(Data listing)
+ + +
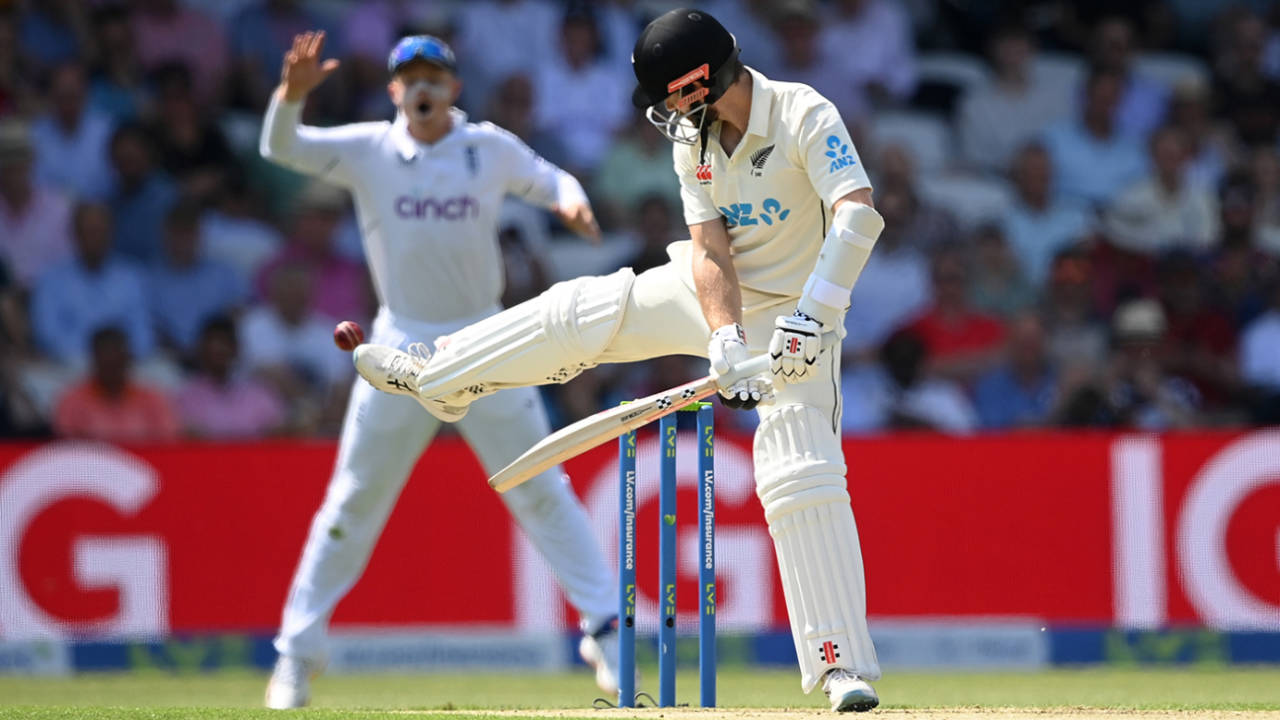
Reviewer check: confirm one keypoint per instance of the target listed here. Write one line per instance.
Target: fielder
(428, 190)
(780, 214)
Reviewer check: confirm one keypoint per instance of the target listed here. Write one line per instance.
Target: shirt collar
(407, 147)
(762, 104)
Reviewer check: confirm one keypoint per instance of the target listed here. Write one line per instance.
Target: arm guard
(845, 250)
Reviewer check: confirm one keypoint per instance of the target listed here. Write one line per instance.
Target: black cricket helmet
(684, 62)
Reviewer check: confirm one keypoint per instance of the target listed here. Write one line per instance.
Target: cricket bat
(599, 428)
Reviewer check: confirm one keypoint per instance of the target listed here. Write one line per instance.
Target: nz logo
(472, 160)
(744, 214)
(758, 159)
(839, 154)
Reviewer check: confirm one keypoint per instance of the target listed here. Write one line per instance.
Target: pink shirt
(339, 286)
(240, 409)
(138, 415)
(36, 238)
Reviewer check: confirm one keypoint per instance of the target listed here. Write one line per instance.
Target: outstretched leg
(549, 338)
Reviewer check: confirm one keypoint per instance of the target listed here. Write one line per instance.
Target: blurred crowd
(1082, 204)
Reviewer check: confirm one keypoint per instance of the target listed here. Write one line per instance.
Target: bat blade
(593, 431)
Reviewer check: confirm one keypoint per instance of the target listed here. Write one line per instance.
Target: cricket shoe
(396, 372)
(600, 651)
(848, 692)
(291, 683)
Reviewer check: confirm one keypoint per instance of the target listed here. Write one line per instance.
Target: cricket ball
(347, 336)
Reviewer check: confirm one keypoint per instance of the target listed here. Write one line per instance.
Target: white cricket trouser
(799, 473)
(382, 440)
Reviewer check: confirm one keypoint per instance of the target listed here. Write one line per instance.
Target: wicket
(667, 436)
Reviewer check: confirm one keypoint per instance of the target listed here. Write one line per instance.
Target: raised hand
(579, 218)
(302, 68)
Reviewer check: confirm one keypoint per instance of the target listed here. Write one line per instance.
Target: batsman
(781, 223)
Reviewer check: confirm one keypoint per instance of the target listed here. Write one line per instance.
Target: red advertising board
(1130, 531)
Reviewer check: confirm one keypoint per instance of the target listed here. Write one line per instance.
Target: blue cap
(421, 48)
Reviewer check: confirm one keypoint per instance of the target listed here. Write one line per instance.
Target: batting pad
(800, 482)
(549, 338)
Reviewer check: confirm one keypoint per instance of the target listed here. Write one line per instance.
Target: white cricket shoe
(291, 683)
(396, 372)
(846, 691)
(600, 651)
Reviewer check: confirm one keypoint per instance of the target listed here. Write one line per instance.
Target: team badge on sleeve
(839, 153)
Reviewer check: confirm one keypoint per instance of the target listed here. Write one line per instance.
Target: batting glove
(727, 350)
(794, 346)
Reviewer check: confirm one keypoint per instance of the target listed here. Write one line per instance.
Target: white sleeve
(698, 203)
(535, 181)
(828, 154)
(324, 153)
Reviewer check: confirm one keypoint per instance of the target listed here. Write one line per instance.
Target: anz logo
(741, 214)
(837, 151)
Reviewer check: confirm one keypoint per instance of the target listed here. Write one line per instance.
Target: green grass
(233, 695)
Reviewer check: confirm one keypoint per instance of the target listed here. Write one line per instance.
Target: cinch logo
(839, 154)
(461, 208)
(743, 213)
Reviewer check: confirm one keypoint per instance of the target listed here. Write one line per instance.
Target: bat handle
(760, 364)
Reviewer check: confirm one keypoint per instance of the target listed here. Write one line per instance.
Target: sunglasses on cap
(421, 48)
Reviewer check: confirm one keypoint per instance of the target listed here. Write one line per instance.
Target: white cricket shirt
(428, 213)
(775, 192)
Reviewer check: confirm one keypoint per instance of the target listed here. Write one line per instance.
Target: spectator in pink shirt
(167, 31)
(109, 405)
(220, 404)
(343, 283)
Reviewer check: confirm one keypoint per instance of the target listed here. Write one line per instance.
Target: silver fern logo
(759, 158)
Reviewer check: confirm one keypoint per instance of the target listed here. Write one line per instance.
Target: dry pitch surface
(755, 695)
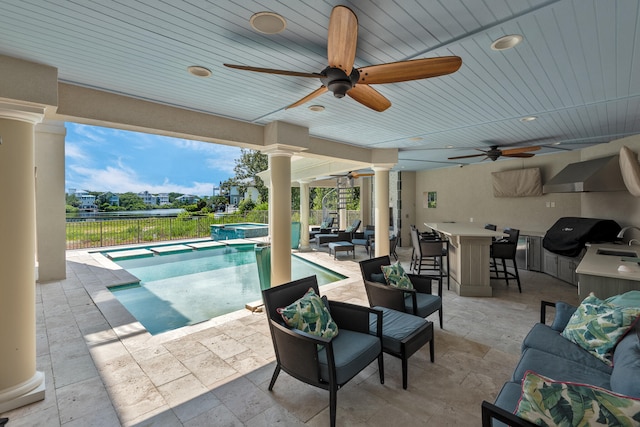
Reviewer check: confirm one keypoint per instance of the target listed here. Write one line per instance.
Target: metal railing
(95, 233)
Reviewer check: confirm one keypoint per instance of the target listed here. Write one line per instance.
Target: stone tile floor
(103, 369)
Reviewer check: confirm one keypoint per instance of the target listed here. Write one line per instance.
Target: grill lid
(569, 235)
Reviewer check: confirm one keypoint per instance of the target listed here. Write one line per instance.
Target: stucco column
(280, 216)
(381, 210)
(365, 201)
(304, 215)
(20, 383)
(50, 205)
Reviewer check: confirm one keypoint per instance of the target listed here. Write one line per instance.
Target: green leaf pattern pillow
(309, 314)
(597, 326)
(550, 403)
(396, 276)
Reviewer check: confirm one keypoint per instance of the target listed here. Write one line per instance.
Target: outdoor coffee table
(341, 247)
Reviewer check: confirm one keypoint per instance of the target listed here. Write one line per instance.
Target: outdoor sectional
(573, 369)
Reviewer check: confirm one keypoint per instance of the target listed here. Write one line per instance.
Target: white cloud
(73, 151)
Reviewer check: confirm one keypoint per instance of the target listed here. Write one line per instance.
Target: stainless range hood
(591, 175)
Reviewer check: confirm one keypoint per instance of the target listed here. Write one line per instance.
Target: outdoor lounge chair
(328, 363)
(419, 301)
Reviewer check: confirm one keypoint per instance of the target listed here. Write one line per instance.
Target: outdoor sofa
(557, 379)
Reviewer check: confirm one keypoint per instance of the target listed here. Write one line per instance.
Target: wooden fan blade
(409, 70)
(369, 97)
(466, 157)
(274, 71)
(314, 94)
(519, 150)
(358, 175)
(519, 155)
(342, 38)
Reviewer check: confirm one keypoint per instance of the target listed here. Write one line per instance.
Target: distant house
(147, 198)
(114, 200)
(188, 199)
(87, 201)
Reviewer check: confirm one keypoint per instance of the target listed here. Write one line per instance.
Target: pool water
(186, 288)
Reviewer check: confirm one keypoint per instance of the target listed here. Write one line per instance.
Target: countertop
(467, 229)
(607, 265)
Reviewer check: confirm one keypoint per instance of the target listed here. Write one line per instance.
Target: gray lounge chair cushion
(427, 304)
(396, 326)
(351, 349)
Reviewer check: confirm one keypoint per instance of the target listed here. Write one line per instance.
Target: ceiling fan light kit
(341, 78)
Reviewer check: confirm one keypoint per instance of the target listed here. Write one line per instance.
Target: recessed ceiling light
(268, 22)
(199, 71)
(528, 119)
(506, 42)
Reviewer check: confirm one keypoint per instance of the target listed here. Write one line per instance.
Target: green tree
(72, 200)
(246, 170)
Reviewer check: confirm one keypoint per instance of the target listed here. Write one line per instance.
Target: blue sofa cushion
(508, 399)
(544, 338)
(564, 312)
(560, 368)
(625, 378)
(427, 304)
(351, 349)
(560, 403)
(597, 326)
(396, 326)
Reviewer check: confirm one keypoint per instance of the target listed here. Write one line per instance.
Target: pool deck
(103, 369)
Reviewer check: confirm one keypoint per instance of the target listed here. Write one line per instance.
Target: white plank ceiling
(577, 70)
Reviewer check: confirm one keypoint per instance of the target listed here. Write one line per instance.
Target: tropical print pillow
(310, 314)
(598, 325)
(396, 276)
(552, 403)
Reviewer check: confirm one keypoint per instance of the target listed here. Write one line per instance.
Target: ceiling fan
(341, 78)
(494, 152)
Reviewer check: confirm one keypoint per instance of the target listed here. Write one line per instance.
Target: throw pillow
(310, 314)
(378, 277)
(597, 326)
(396, 276)
(552, 403)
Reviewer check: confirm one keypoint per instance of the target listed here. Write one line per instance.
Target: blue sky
(105, 159)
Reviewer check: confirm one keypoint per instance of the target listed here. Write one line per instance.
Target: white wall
(465, 193)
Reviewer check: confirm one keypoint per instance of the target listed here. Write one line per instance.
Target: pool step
(171, 249)
(133, 253)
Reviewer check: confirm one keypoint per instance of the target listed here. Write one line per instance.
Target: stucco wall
(465, 193)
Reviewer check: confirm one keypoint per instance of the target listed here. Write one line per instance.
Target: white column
(280, 216)
(304, 215)
(381, 210)
(50, 205)
(365, 201)
(20, 383)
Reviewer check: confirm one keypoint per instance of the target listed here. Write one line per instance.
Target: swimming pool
(240, 230)
(185, 287)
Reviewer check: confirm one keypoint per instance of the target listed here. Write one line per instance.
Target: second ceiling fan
(494, 152)
(341, 78)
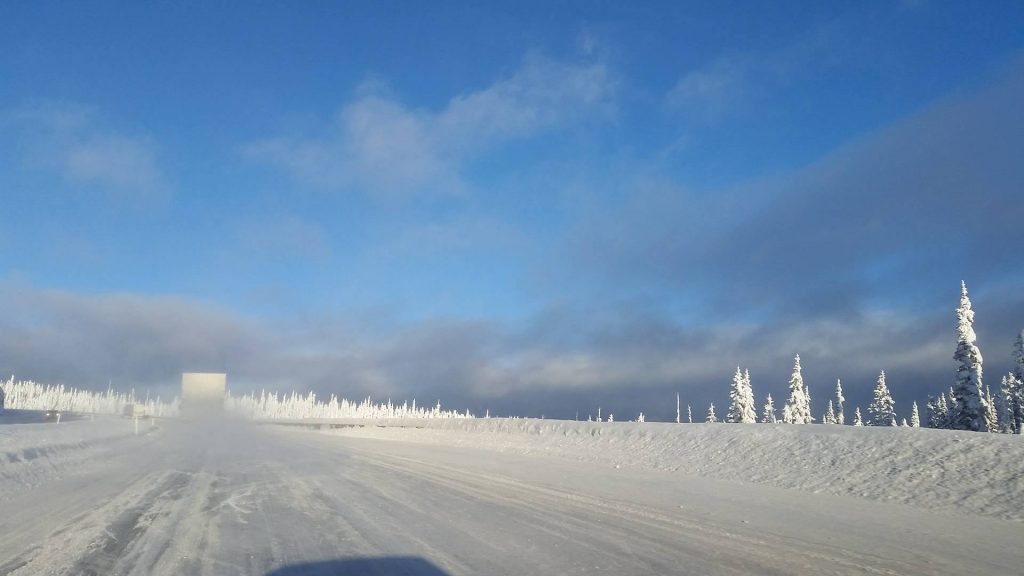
+ + +
▸ What the task requires
From the records above, pull out every line containing the string "sleeve". Case counts.

▸ Exercise response
Target: team badge on sleeve
Target: white sleeve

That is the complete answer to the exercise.